* [EXERCISE DETAILS]: Print nothing but the lines below starting at the line that holds "Query: tulip flower" and ending at the line that holds "pixel 437 113", including both, each exactly as written.

-- DATA LISTING follows --

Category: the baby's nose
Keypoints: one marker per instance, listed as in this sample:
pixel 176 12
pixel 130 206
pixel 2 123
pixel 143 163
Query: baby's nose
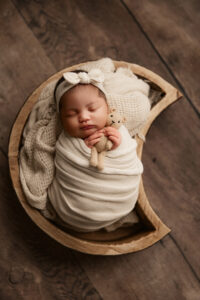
pixel 84 116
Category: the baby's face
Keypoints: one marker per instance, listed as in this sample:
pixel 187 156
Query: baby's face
pixel 83 111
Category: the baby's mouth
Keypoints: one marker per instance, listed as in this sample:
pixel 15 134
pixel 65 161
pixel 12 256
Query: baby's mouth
pixel 87 127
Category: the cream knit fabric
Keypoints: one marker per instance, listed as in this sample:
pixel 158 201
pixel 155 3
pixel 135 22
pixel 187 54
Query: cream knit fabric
pixel 124 91
pixel 88 199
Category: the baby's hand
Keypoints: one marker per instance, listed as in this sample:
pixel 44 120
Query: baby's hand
pixel 93 138
pixel 113 135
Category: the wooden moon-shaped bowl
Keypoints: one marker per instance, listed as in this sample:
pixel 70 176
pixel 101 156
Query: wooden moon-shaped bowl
pixel 125 240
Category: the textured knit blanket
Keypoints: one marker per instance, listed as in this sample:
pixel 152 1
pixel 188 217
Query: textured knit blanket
pixel 124 91
pixel 86 198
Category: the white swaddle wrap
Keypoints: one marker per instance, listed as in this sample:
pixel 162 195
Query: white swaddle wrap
pixel 89 199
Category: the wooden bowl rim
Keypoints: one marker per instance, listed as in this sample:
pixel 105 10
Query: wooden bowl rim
pixel 126 245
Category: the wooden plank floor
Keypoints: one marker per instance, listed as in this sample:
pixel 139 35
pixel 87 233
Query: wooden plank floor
pixel 38 38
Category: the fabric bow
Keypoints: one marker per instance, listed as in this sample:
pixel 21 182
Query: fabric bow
pixel 93 76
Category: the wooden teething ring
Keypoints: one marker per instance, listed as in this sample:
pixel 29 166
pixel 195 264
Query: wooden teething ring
pixel 116 243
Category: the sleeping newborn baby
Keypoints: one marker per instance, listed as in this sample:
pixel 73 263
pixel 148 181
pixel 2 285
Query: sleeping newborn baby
pixel 85 198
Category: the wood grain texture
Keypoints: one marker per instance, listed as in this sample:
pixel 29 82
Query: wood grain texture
pixel 23 66
pixel 173 29
pixel 33 266
pixel 107 30
pixel 120 241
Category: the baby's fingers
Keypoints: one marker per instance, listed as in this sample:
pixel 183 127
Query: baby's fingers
pixel 115 140
pixel 95 136
pixel 91 143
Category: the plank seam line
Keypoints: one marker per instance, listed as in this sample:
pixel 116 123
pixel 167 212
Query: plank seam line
pixel 162 59
pixel 184 257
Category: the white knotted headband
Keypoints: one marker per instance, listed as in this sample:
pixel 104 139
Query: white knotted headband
pixel 94 77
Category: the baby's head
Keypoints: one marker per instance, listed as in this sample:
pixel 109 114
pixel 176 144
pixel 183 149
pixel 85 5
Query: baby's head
pixel 83 108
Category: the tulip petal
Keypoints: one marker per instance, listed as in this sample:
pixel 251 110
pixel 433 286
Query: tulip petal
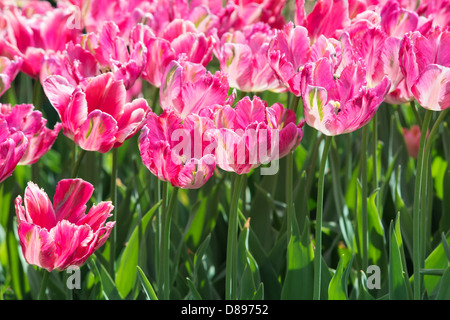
pixel 432 89
pixel 38 207
pixel 97 133
pixel 70 199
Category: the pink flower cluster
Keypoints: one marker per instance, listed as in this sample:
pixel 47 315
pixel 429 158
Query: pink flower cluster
pixel 343 59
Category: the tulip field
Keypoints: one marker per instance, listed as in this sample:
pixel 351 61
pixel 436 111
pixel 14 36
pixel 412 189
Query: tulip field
pixel 225 150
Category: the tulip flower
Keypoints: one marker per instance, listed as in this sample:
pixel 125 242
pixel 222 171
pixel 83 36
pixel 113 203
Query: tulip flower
pixel 23 118
pixel 12 148
pixel 290 50
pixel 328 18
pixel 58 235
pixel 252 134
pixel 97 117
pixel 8 71
pixel 412 140
pixel 425 63
pixel 32 39
pixel 113 53
pixel 188 88
pixel 438 11
pixel 187 164
pixel 340 106
pixel 243 55
pixel 180 37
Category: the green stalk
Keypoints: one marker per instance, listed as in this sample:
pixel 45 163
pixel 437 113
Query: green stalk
pixel 416 214
pixel 416 113
pixel 161 237
pixel 166 243
pixel 77 163
pixel 427 180
pixel 114 202
pixel 289 194
pixel 289 178
pixel 37 101
pixel 231 264
pixel 42 295
pixel 318 249
pixel 156 197
pixel 364 192
pixel 375 157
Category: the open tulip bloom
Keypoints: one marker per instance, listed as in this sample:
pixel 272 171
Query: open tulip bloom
pixel 178 150
pixel 251 134
pixel 12 148
pixel 60 234
pixel 96 117
pixel 340 106
pixel 25 119
pixel 425 63
pixel 218 142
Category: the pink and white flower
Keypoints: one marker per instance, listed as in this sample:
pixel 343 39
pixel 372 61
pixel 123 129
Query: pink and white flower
pixel 425 63
pixel 186 164
pixel 60 234
pixel 243 55
pixel 12 148
pixel 340 106
pixel 23 118
pixel 252 134
pixel 188 87
pixel 98 116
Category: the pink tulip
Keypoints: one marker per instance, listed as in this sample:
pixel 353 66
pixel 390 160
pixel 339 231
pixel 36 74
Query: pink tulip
pixel 180 37
pixel 438 11
pixel 23 118
pixel 252 134
pixel 243 55
pixel 412 140
pixel 35 37
pixel 114 54
pixel 96 117
pixel 340 106
pixel 327 18
pixel 60 234
pixel 12 148
pixel 186 164
pixel 188 88
pixel 290 50
pixel 8 71
pixel 425 63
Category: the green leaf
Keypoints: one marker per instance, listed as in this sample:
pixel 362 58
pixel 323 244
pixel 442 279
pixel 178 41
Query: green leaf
pixel 436 260
pixel 377 242
pixel 248 270
pixel 200 253
pixel 438 169
pixel 397 286
pixel 146 285
pixel 444 288
pixel 300 266
pixel 206 215
pixel 127 271
pixel 338 287
pixel 446 247
pixel 194 292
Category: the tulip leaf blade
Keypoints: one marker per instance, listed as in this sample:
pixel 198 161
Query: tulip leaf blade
pixel 126 275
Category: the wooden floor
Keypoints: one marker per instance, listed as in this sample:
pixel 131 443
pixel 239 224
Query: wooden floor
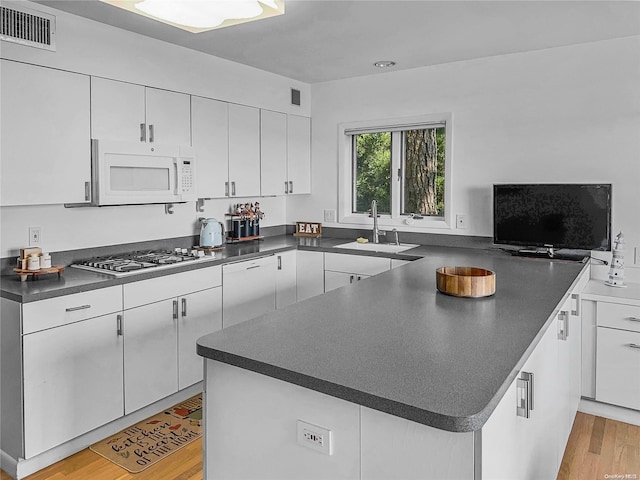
pixel 598 449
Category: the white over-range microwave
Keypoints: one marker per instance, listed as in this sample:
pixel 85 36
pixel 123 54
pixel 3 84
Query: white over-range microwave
pixel 124 173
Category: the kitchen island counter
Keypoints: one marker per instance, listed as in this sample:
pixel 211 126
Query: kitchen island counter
pixel 394 344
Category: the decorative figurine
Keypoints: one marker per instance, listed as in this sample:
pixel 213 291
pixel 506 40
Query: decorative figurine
pixel 616 271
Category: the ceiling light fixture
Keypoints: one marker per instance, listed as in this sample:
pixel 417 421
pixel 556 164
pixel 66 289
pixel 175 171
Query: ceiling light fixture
pixel 384 64
pixel 201 15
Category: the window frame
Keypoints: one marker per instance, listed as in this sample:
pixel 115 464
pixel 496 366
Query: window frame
pixel 346 173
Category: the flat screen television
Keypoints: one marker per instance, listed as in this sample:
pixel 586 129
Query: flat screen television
pixel 567 216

-- DATA LISTING concluded --

* [SOLUTION TO THIS PROBLEM]:
Query: tulip flower
pixel 23 118
pixel 12 148
pixel 290 50
pixel 328 18
pixel 58 235
pixel 252 134
pixel 97 117
pixel 8 71
pixel 412 140
pixel 425 63
pixel 32 39
pixel 113 53
pixel 188 88
pixel 438 11
pixel 187 164
pixel 340 106
pixel 243 55
pixel 180 37
Category: the green stalk
Keypoints: one marker per instance, listed as in this sample:
pixel 45 163
pixel 437 113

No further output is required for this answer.